• [Documentfragment]:
Mijn boze hart
Jeremia 6:7
„Gelijk een bornput zijn water opgeeft, alzo geeft zij haar boosheid op.”
De zonde werkt in mij een wortel der bitterheid die opwaarts spruitende allerlei ondeugende gedachten der ongerechtigheid smeedt. Zoals een bornput zijn water opwelt, zo heeft mijn hart zijn boosheid opgeweld. Deze inwonende zonde heeft al de krachten van mijn ziel en al de leden van mijn lichaam verdorven.
Mijn verstand is verduisterd, ja, het is de duisternis zelf. Het begrijpt niet de dingen die des Geestes Gods zijn. Hoewel het schijnt dat het een gedaante van kennis heeft in de wet, toch is mijn hart arglistiger en dodelijker dan enig ding. Het is boos en ongelovig, harder dan een diamant. Het is vijandschap tegen God.

• [Opdracht a]:
Beantwoord de volgende vragen over de tekst over het boze hart.
(i) Welke Bijbeltekst staat onder de titel?
(ii) Wat heeft de inwonende zonde volgens de tekst verdorven?
(iii) Met welk voorwerp wordt de hardheid van het hart vergeleken?
De tekst over het boze hart en de vermeldingen hebben niets met elkaar te maken.

[Opgeslagen gegevens]
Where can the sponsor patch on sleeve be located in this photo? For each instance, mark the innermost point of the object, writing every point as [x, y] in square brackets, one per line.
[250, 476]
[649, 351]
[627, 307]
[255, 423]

• [Opdracht b]: Geef de opgeslagen vermeldingen weer als csv met twee kolommen, "opdracht" en "waarde", met één rij per vermelding. Zet de tekst en het antwoord elk in één veld tussen aanhalingstekens en vervang regeleinden door spaties.

• [Volledige uitvoer a]:
(i) Jeremia 6:7.
(ii) Al de krachten van de ziel en al de leden van het lichaam.
(iii) Met een diamant: het hart is "harder dan een diamant".

• [Volledige uitvoer b]:
opdracht,waarde
"Where can the sponsor patch on sleeve be located in this photo? For each instance, mark the innermost point of the object, writing every point as [x, y] in square brackets, one per line.","[250, 476] [649, 351] [627, 307] [255, 423]"